(Given instruction)
Reproduce the material below line for line, leaving out the pictures.

## begin Provided records

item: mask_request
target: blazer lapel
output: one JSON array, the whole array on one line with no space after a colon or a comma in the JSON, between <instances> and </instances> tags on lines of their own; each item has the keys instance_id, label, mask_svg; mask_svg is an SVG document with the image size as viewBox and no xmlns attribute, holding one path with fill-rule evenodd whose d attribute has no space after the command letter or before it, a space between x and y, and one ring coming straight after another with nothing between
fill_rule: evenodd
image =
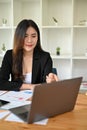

## end Provided records

(Solved exercise)
item: mask_request
target: blazer lapel
output: one JSON array, the whole array on one line with no space after a colon or a comma in the JSON, between <instances> and </instances> tags on lines of their own; each item has the keys instance_id, label, mask_svg; mask_svg is an SVG document with the image size as viewBox and no xmlns attribute, holding one path with fill-rule evenodd whose d attribute has no space after the command letter or before it, a space between x and y, and one ring coming straight after another with nothing between
fill_rule: evenodd
image =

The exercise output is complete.